*** Entries shown
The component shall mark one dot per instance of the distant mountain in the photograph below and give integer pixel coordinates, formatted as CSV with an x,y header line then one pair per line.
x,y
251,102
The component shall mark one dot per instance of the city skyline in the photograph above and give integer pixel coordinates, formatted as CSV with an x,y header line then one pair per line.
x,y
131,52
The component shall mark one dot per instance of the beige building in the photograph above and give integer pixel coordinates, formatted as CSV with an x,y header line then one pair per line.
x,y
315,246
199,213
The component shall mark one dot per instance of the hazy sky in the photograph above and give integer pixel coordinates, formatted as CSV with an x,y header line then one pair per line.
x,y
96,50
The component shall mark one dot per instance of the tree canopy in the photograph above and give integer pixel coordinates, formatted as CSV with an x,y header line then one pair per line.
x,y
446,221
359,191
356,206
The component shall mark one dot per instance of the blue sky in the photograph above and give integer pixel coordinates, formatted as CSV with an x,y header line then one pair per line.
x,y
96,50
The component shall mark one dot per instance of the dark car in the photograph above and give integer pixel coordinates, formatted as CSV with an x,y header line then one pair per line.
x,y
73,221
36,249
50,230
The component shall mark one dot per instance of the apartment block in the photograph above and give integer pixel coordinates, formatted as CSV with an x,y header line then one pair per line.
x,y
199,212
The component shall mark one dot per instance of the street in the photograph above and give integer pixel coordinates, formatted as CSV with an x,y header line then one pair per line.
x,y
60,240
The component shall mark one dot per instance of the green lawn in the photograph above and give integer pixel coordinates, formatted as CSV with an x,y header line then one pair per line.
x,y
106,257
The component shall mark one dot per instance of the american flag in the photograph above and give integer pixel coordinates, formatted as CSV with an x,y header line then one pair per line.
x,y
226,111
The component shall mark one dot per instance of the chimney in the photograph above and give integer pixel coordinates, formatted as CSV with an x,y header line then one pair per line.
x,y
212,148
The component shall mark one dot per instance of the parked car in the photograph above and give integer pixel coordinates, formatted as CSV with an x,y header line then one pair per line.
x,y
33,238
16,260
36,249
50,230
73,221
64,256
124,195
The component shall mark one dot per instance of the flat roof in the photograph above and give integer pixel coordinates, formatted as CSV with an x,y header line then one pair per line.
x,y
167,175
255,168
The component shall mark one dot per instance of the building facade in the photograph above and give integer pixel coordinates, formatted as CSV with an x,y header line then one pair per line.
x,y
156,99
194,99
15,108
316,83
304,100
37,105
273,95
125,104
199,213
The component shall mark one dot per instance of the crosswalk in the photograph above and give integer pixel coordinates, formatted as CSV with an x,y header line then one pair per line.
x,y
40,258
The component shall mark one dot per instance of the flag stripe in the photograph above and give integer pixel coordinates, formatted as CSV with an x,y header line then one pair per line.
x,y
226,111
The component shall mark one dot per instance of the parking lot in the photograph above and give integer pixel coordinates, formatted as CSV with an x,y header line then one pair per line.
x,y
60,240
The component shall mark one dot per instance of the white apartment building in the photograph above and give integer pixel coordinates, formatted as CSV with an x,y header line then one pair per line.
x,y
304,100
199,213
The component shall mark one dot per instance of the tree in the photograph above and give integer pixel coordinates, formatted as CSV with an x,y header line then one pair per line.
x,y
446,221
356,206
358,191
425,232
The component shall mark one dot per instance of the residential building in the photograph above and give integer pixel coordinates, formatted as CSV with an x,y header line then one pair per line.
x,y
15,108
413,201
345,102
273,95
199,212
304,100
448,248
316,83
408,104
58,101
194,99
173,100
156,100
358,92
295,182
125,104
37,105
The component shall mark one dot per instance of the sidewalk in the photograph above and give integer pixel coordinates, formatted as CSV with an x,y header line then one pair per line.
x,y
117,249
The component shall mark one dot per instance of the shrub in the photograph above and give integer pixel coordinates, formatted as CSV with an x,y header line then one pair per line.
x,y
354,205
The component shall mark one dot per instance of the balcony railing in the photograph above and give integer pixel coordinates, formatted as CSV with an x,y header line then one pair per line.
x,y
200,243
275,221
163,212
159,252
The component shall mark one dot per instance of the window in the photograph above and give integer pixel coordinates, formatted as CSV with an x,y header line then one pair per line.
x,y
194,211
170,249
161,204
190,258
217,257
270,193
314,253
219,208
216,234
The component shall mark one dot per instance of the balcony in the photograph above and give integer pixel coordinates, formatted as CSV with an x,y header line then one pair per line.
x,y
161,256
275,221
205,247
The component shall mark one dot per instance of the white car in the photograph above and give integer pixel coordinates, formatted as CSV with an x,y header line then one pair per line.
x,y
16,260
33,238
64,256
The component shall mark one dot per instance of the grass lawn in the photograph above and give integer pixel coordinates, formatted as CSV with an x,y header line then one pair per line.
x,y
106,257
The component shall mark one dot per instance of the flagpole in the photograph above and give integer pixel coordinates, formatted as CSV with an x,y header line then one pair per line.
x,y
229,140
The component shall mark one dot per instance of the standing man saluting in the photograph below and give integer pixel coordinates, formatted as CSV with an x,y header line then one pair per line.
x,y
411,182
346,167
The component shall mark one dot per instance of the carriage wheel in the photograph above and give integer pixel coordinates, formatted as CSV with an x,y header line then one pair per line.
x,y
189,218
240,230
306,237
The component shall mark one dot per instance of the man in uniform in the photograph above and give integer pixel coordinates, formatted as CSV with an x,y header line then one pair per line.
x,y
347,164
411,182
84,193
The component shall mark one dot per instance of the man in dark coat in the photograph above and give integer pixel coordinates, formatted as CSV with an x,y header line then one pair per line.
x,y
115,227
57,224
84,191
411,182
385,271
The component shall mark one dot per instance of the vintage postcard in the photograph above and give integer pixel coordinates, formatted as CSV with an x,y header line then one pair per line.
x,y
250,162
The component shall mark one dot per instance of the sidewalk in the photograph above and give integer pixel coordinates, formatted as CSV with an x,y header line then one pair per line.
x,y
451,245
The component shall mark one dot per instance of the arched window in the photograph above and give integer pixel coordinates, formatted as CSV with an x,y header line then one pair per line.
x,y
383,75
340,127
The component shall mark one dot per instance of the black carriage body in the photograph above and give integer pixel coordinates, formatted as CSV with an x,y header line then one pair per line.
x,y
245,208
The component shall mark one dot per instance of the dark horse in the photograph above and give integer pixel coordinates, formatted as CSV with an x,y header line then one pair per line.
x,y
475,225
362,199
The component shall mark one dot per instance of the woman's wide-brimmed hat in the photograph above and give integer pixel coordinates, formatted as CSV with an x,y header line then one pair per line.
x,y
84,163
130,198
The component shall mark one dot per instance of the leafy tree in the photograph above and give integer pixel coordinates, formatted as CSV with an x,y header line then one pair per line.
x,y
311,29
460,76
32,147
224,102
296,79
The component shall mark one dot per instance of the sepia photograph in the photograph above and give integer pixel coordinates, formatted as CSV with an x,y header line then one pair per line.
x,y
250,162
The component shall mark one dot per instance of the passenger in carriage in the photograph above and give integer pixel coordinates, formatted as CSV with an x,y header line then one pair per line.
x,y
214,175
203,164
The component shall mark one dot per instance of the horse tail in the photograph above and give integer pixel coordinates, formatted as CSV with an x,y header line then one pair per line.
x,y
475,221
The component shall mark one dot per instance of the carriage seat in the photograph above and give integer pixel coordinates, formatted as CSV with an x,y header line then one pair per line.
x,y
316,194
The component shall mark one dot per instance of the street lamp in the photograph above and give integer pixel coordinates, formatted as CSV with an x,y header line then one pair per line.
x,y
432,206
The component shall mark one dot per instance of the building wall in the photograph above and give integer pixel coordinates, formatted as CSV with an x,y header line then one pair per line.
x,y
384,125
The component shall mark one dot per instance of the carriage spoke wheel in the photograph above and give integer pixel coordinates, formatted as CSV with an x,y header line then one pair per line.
******
__Task item__:
Could you please reproduce each record exactly, leaving nothing out?

__Answer section__:
The component shall mark one dot per instance of the distant mountain in the photograph below and give integer pixel coordinates, formatted as CSV with an x,y header line then one pair per line.
x,y
251,102
The component shall mark one dot per instance of the city skyline in the photograph above and give integer pixel coordinates, formatted as CSV with an x,y header line then one pair per line.
x,y
131,52
The component shall mark one dot per instance of the beige building in the photograph above and give integer pixel coordinates, formatted as CSV with an x,y header line then one pair per line.
x,y
315,246
199,213
The component shall mark one dot per instance of the hazy sky in the photograph above and give integer pixel coordinates, formatted as CSV with an x,y header line then one pair per line.
x,y
96,50
The component shall mark one dot per instance of the tree canopy in the photograph above and give integer pixel coordinates, formatted as CSV with an x,y header line then one pair per line.
x,y
446,221
359,191
356,206
The component shall mark one dot per instance of the blue sky in the photograph above and give integer pixel coordinates, formatted as CSV with an x,y header line then one pair per line.
x,y
96,50
The component shall mark one dot per instance of the dark car in the photograph above and give integer pixel coordinates, formatted as CSV with an x,y header line then one pair per line.
x,y
73,221
36,249
50,230
The component shall mark one dot per instance of the apartment block in the photograph above and give integer pixel coordinates, formatted as CSV with an x,y header line then one pair per line.
x,y
199,212
The component shall mark one dot per instance of the street in the photograph above and give integer pixel coordinates, formatted as CSV with an x,y header line then one pair per line.
x,y
60,240
The component shall mark one dot per instance of the green lawn in the photograph above and give integer pixel coordinates, formatted as CSV with an x,y header line then one pair per line.
x,y
106,257
The component shall mark one dot per instance of the american flag in the photograph above and give integer pixel coordinates, formatted as CSV with an x,y header line then one pair per line.
x,y
226,111
The component shall mark one dot per instance of the chimney in the photograph above and give integer pixel coordinates, formatted as CSV with an x,y header line then one pair per line.
x,y
212,148
The component shall mark one dot per instance of the parked car in the photograph above and give integer pixel coordinates, formatted as CSV with an x,y header line then one pair per line.
x,y
33,238
16,260
36,249
50,230
73,221
64,256
124,195
The component shall mark one dot per instance of the flat roof in the photograph above and give integer pixel coordinates, formatted as CSV with an x,y header line then one pair per line.
x,y
167,175
255,168
The component shall mark one dot per instance of the building facade in the photograph above and give integer pixel coordinates, formatted as CSV with an x,y header line then one pair per line.
x,y
156,99
194,99
15,108
316,83
304,100
37,105
273,95
125,104
199,213
The component shall mark one dot per instance of the crosswalk in the photograph above and give integer pixel coordinates, formatted as CSV with an x,y header line then one pair per line.
x,y
40,258
The component shall mark one dot per instance of the flag stripe in the photograph above and give integer pixel coordinates, formatted as CSV with an x,y header line then one pair per line.
x,y
226,111
The component shall mark one dot per instance of the parking lot in the photograph above and give integer pixel coordinates, formatted as CSV with an x,y header line then one pair per line.
x,y
60,240
The component shall mark one dot per instance of the white apartment building in the photograph above and give integer pixel coordinates, formatted as CSV with an x,y header line then one pair per line.
x,y
304,100
199,213
The component shall mark one dot per instance of the tree in the photograph above and give integer pixel coordinates, formatted as CSV with an x,y header line then one pair per line.
x,y
446,221
356,206
358,191
425,232
The component shall mark one dot per instance of the residential building in the photograph above and give integer pixel coordinates, formatted as CSV with an x,y header line then one pair per line.
x,y
15,108
413,201
345,102
273,95
199,212
304,100
448,248
316,83
408,104
58,101
194,99
173,100
156,100
358,92
295,182
125,104
37,105
The component shall mark one dot per instance of the sidewalk in the photograph above and give integer pixel coordinates, formatted as CSV with an x,y header line then one pair per line.
x,y
117,249
The component shall mark one dot per instance of the shrub in the photograph above and give integer pixel coordinates, formatted as CSV with an x,y header line then one pair per line.
x,y
354,205
The component shall mark one dot per instance of the balcony railing in the photograph above and give integer pixel coordinates, formatted as CSV with an x,y header line then one pair per line.
x,y
200,243
275,221
163,212
159,252
The component shall mark one dot per instance of the window in the photograph above and give integer pixel coordinates, formatted as CSV with an x,y header line then one pair per line.
x,y
194,211
170,249
161,204
190,258
217,257
270,193
314,253
219,208
216,234
The component shall mark one dot per instance of the balcony in the photograph above and give integer pixel coordinates, formatted as CSV with an x,y header line then one pair per line.
x,y
161,256
275,221
205,247
The component shall mark one dot per instance of the white car in the photograph above and give integer pixel coordinates, formatted as CSV with an x,y header line then one pair per line.
x,y
16,260
33,238
64,256
The component shall mark one dot per instance of the grass lawn in the photograph above and give integer pixel coordinates, formatted as CSV with an x,y header line then one pair per line.
x,y
106,257
The component shall mark one dot per instance of the flagpole in the photograph above and give integer pixel coordinates, formatted as CSV with an x,y header line then one pair per line.
x,y
229,140
The component shall mark one dot per instance of the standing man saluting in the photograph below and give integer pixel coordinates, formatted as CSV with an x,y header line then one pair per line.
x,y
411,182
346,167
The component shall mark one dot per instance of the carriage wheel in the photograph above and give integer pixel coordinates, formatted as CSV with an x,y header line then one pair per line.
x,y
189,218
240,230
306,237
The component shall mark one dot per instance of the man in uniform in the photograph above and give integer pixel coordinates, formatted as CSV with an x,y header line then one pair per line.
x,y
347,164
411,182
84,193
The component shall mark one dot per instance of the man in dark coat in the photograph above and give integer pixel coordinates, formatted as CSV with an x,y header line then one pair per line.
x,y
115,227
57,224
84,191
411,182
385,271
The component shall mark one dot per instance of the vintage postcard in the photograph above and give integer pixel coordinates, formatted as CSV with an x,y header line then one pair per line.
x,y
250,162
The component shall mark one dot per instance of the sidewalk in the photograph above and give integer pixel coordinates, formatted as CSV with an x,y header line then one pair per line.
x,y
451,245
The component shall mark one dot per instance of the arched window in the photograph above and give integer pixel coordinates, formatted as CSV with an x,y header line then one pair per line.
x,y
383,75
340,127
The component shall mark one dot per instance of the black carriage body in the photograph above and give integer pixel coordinates, formatted as CSV with an x,y header line then one pair per line.
x,y
245,208
The component shall mark one dot per instance of the dark horse in the photograph above and give integer pixel coordinates, formatted as CSV with an x,y header line then one pair per line.
x,y
475,225
362,199
The component shall mark one dot per instance of the woman's wide-brimmed hat in the photograph above and give integer pixel coordinates, formatted as CSV with an x,y header line then one pair per line.
x,y
84,163
130,198
The component shall mark one dot per instance of the leafy tree in the photograph above and give integer pixel coordinates, formatted as CSV with an x,y header line then one pair per line.
x,y
311,29
460,76
32,147
224,102
296,79
The component shall mark one dot per instance of the sepia photograph in the photograph above and give integer pixel coordinates, formatted as CSV with an x,y header line then one pair per line.
x,y
250,162
The component shall mark one dot per instance of the passenger in carriage in the photograph above and give integer pixel coordinates, formatted as CSV with an x,y header line then one pair per line.
x,y
214,175
203,164
The component shall mark one dot per instance of the horse tail in the photograph above and give integer pixel coordinates, formatted as CSV with an x,y header line then one pair per line.
x,y
475,221
The component shall mark one dot per instance of the carriage seat in the photograph above and give integer pixel coordinates, formatted as CSV with an x,y header line then one pair per line.
x,y
316,194
The component shall mark one dot per instance of the street lamp in the photograph above and give integer pixel coordinates, formatted as CSV with an x,y header line then one pair per line.
x,y
432,206
The component shall mark one dot per instance of the building wall in the photograph above and give integer pixel coordinates, formatted as CSV with an x,y header line then one pair per line.
x,y
384,125
The component shall mark one dot per instance of the carriage spoke wheel in the photograph above and give integer pixel coordinates, formatted as CSV with an x,y header line then one pair per line.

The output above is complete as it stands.